• [Directive]: According to the overview of the Catalan independence trials, how many sessions did the trial before Spain's Supreme Court last?

Independence TrialSpain’s Supreme Court 

12 Catalan leaders, including former members of the government who led the 2017 independence referendum, were tried: Oriol Junqueras, Joaquim Forn, Josep Rull, Dolors Bassa, Raül Romeva, Jordi Turull, Meritxell Borràs, Carles Mundó, and Santi Vila; the former speaker of the Parliament Carme Forcadell and the civil society leaders Jordi Cuixart and Jordi Sànchez. Nine of the accused have been held in preventive detention for almost two years, despite calls for their release from human rights groups and the United Nations Working Group on Arbitrary Detentions (WGAD).

Spain’s public prosecutor has charged the nine defendants in custody with misuse of public funds, sedition, and violent rebellion and has requested prison sentences of up to 25 years in jail.

The prosecutors have charged the three defendants who aren’t in preventive jail with offenses such as disobedience and misuse of public funds. They have also requested that they to be temporarily barred from holding public office.

The trial ended last June after 52 sessions. The judges are expected to issue a ruling either in September or October.

Former parliament bureau members – Spain’s High Court in Catalonia (TSJC)

Five former members of the parliament bureau and former MP from the CUP party, Mireia Boya, will be tried in the Spain’s High Court in Catalonia.

The members of the Bureau are charged with the offense of disobedience, allowing laws enabling independence to be voted on and approved by the Catalan Parliament. Former MP Boya is being charged for registering the initial proposal.

The preparations for the trials are expected to begin this autumn.

The Catalan police leadership on trial – Spain’s National Court

Former Catalan police chief, Josep Lluís Trapero, and four former police heads are accused of lack of action in preventing the 2017 independence referendum and mishandling the protests during the Spanish police raids on September 20 of the same year.

The prosecutor has charged Trapero, another Mosso and a former interior minister with aiding the rebellion and has requested 11 years in jail for each of them. Another Mosso is accused of sedition and risks a four-year jail term if found guilty.

The trial is expected to begin on January 20, 2020.

30 people are on trial over referendum logistics – Local Barcelona court

30 people, including government officials, civil servants and media workers are being prosecuted by a Barcelona court for collaborating with the organization of the 2017 independence referendum.

The prosecutor has charged them with crimes such as misuse of public funds, disobedience, deceit, revealing secrets and perversion of justice. Until the trial takes place, those accused have been granted liberty on bail of 5.8 million euro.

The court is still carrying out its investigation in preparation for the trial.

13 International Observers Denounce Violation of Human Rights During the Independence Trial

The International Trial Watch (ITW) platform has published thirteen reports of human rights activists and jurists around the world who attended the Independence Trial.

• [Data rows]:
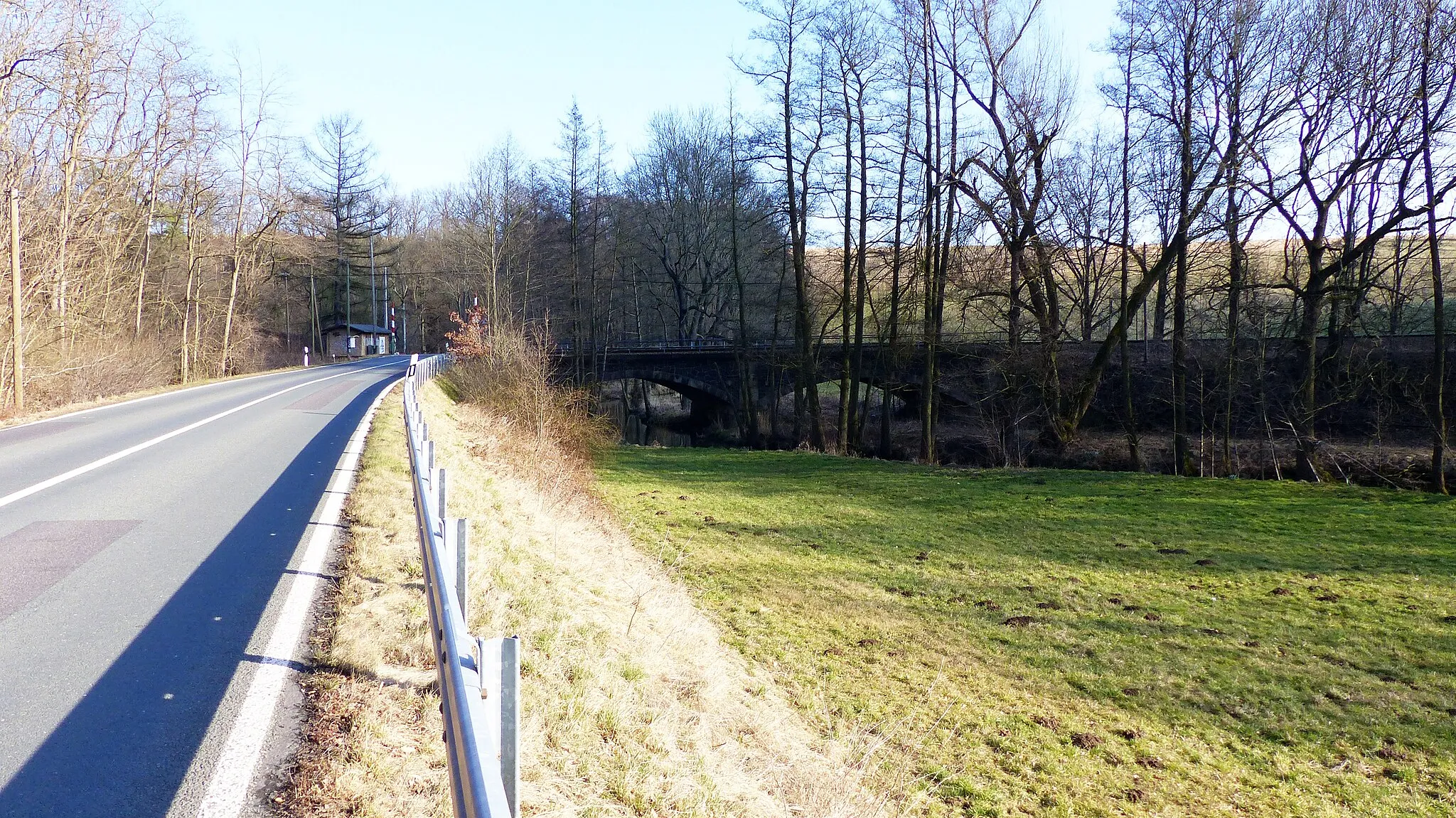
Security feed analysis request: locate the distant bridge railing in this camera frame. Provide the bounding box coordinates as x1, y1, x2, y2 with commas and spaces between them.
405, 355, 520, 818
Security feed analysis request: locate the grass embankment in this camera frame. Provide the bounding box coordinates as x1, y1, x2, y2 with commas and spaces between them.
600, 448, 1456, 817
281, 386, 874, 817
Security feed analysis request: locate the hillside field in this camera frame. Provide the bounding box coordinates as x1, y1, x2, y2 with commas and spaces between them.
599, 447, 1456, 817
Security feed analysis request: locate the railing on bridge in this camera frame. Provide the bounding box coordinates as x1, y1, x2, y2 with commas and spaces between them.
405, 355, 520, 818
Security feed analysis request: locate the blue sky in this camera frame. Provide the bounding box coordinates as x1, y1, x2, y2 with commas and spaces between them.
161, 0, 1114, 192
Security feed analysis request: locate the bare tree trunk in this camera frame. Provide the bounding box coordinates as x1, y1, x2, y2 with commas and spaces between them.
1421, 0, 1447, 495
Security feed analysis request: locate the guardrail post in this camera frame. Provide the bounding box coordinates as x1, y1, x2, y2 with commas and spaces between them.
431, 465, 446, 521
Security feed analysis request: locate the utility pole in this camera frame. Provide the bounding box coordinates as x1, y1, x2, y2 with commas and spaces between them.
368, 236, 378, 354
385, 260, 395, 355
10, 188, 25, 411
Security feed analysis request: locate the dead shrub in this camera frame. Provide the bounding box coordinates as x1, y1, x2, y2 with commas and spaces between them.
444, 308, 616, 470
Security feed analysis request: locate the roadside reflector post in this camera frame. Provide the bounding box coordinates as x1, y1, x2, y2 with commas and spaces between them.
501, 636, 521, 818
454, 517, 471, 628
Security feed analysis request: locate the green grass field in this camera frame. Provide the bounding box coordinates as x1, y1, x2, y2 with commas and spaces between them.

• [Solution for this task]: 52 sessions.